■ Short problem: Rewrite only the part of the listing that starts with the line containing "gate pillar in the photo above." and goes on through the line containing "(1226, 801)", replacing "Keypoints:" with "Marked points:" and leaving everything else unchanged.

■ Material for this exercise:
+ + +

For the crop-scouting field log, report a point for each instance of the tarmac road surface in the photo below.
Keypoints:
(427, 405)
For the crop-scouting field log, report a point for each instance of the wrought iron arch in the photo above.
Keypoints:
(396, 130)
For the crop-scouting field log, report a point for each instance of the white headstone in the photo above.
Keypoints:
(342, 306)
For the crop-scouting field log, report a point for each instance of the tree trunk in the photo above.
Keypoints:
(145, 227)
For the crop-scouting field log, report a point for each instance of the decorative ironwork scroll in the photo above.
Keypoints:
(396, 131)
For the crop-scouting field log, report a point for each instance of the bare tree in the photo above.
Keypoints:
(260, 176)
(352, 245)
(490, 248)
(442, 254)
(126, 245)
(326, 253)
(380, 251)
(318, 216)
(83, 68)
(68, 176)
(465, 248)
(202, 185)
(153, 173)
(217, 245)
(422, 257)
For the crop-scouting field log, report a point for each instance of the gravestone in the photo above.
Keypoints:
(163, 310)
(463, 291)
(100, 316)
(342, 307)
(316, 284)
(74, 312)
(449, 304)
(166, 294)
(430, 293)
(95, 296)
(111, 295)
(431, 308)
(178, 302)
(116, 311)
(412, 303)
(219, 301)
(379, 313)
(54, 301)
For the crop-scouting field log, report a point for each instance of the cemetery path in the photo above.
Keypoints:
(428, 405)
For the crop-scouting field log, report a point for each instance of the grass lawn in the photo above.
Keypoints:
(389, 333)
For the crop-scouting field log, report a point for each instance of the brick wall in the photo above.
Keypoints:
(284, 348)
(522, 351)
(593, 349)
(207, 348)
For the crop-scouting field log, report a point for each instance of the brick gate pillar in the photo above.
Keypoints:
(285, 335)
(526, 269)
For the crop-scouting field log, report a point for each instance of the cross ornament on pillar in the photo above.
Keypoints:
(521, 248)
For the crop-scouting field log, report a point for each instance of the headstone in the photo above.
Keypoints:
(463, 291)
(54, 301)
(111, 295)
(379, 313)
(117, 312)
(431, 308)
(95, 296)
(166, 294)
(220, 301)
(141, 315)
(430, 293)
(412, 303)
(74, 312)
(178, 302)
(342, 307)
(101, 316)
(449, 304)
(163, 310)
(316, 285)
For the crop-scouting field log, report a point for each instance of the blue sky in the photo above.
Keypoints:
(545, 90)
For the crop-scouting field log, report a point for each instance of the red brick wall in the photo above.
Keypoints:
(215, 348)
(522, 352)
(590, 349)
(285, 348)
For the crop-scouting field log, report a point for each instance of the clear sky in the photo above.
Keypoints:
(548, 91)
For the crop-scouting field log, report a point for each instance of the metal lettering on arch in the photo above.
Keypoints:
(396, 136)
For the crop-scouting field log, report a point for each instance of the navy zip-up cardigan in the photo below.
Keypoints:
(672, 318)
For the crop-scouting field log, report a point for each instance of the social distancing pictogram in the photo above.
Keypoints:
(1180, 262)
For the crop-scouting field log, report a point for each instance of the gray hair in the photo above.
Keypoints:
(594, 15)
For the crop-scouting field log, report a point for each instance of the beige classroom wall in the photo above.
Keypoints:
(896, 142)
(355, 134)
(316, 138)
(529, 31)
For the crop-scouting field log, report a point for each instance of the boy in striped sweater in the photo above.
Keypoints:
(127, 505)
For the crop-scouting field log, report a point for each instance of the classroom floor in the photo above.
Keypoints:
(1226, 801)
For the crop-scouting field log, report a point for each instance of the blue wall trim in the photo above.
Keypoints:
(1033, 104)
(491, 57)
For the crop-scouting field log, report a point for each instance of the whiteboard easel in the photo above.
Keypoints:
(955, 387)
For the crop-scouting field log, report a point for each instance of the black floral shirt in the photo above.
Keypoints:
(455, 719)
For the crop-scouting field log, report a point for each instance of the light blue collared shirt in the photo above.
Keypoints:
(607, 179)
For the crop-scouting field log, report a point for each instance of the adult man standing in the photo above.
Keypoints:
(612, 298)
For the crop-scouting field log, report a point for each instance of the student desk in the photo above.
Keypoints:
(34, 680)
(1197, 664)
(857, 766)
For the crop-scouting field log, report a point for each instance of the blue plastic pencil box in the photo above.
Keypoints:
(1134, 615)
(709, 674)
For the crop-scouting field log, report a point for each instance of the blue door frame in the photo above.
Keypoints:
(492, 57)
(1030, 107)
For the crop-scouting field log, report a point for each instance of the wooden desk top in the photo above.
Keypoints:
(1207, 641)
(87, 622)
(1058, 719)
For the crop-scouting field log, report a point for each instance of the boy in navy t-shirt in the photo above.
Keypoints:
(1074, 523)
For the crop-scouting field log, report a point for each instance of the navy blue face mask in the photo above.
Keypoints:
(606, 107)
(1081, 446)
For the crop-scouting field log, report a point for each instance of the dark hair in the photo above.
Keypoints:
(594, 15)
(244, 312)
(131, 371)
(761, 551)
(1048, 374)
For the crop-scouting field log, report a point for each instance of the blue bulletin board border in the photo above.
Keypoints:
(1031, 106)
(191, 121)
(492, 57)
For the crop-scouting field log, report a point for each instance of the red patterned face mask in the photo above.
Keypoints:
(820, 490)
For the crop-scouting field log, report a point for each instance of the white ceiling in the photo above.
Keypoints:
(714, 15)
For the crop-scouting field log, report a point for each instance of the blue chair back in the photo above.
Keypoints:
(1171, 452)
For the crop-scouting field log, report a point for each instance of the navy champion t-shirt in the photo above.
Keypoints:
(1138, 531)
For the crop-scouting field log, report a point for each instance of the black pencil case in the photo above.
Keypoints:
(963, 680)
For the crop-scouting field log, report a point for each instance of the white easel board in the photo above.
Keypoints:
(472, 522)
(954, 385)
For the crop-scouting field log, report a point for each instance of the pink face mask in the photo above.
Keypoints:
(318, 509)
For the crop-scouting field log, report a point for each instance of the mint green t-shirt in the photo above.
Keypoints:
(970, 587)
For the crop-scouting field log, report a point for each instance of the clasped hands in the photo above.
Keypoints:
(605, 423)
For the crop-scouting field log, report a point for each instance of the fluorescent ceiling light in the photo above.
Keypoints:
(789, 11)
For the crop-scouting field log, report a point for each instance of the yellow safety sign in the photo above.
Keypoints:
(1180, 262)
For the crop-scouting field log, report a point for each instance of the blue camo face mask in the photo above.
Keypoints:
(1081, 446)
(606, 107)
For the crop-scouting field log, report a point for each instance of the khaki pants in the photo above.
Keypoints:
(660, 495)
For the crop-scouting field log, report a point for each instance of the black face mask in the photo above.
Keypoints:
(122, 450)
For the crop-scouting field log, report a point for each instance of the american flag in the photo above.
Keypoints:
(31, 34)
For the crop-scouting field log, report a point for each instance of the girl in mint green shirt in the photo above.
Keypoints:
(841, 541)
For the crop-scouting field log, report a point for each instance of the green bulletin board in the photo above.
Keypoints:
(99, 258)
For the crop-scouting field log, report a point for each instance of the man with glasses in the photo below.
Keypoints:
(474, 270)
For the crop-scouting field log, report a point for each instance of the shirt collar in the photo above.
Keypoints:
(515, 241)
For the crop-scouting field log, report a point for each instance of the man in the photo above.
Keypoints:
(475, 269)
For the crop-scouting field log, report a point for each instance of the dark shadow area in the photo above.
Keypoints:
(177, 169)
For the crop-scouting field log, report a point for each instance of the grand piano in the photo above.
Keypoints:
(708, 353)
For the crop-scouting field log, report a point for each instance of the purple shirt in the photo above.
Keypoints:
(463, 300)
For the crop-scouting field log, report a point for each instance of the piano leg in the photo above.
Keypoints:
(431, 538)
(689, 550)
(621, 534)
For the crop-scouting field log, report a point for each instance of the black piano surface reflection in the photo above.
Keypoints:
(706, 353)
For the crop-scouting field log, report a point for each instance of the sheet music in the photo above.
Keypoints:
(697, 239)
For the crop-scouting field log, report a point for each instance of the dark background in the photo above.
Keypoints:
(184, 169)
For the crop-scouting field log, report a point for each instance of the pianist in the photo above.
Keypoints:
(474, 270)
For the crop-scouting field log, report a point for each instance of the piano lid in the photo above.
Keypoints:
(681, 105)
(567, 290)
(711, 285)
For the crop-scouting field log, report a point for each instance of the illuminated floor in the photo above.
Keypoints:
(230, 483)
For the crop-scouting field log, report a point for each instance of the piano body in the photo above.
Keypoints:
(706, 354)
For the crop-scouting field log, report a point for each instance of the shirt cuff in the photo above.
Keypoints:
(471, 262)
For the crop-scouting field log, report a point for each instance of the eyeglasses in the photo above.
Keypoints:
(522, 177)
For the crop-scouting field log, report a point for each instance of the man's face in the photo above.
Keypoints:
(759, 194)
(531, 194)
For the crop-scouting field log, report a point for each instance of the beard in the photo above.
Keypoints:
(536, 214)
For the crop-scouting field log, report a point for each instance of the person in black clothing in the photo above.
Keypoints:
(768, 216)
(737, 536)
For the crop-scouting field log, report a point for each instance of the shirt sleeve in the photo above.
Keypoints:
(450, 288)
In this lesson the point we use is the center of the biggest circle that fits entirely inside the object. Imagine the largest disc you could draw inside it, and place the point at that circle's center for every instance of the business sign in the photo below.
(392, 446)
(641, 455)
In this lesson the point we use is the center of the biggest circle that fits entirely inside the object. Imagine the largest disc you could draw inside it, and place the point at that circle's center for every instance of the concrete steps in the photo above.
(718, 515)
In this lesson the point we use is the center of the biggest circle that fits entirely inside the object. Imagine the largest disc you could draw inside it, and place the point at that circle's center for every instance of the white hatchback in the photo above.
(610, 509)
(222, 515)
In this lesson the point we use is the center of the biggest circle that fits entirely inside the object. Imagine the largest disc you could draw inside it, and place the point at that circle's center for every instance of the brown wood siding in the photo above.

+ + +

■ Answer to this exercise:
For the crop-scouting field log, report a point for each instance of the brick gate pillar in the photo above.
Marked points:
(285, 335)
(526, 269)
For the crop-scouting field log, report a point for each instance of the cross ornament on pillar in the photo above.
Marked points:
(521, 248)
For the crop-scouting field log, report a point for each instance of the headstone in the photo above.
Marked points:
(463, 291)
(54, 301)
(111, 295)
(379, 313)
(117, 312)
(431, 308)
(95, 296)
(166, 294)
(220, 301)
(141, 315)
(430, 293)
(412, 303)
(74, 312)
(178, 302)
(342, 307)
(101, 316)
(449, 304)
(163, 310)
(316, 285)
For the crop-scouting field log, report a point for each instance of the blue sky in the photo above.
Marked points:
(545, 90)
For the crop-scouting field log, report a point for each instance of the red brick wall in the photo above.
Marked points:
(215, 348)
(522, 352)
(590, 349)
(285, 348)
For the crop-scouting field log, report a point for each instance of the clear sky in the photo above.
Marked points:
(548, 91)
For the crop-scouting field log, report a point for each instance of the metal lettering on arch in the photo above.
Marked points:
(396, 136)
For the crop-scouting field log, report a point for each instance of the navy zip-up cardigan in the photo below.
Marked points:
(672, 318)
For the crop-scouting field log, report a point for each instance of the social distancing pictogram in the photo above.
Marked points:
(1180, 262)
For the crop-scouting field log, report a point for each instance of the gray hair in the photo above.
Marked points:
(594, 15)
For the crop-scouting field log, report a point for each instance of the beige classroom wall in the photo above.
Marked points:
(896, 142)
(355, 134)
(316, 138)
(529, 31)
For the crop-scouting field log, report a point for each instance of the boy in striped sweater in the photo above.
Marked points:
(127, 505)
For the crop-scouting field log, report a point for each instance of the classroom floor in the photo above.
Marked points:
(1226, 801)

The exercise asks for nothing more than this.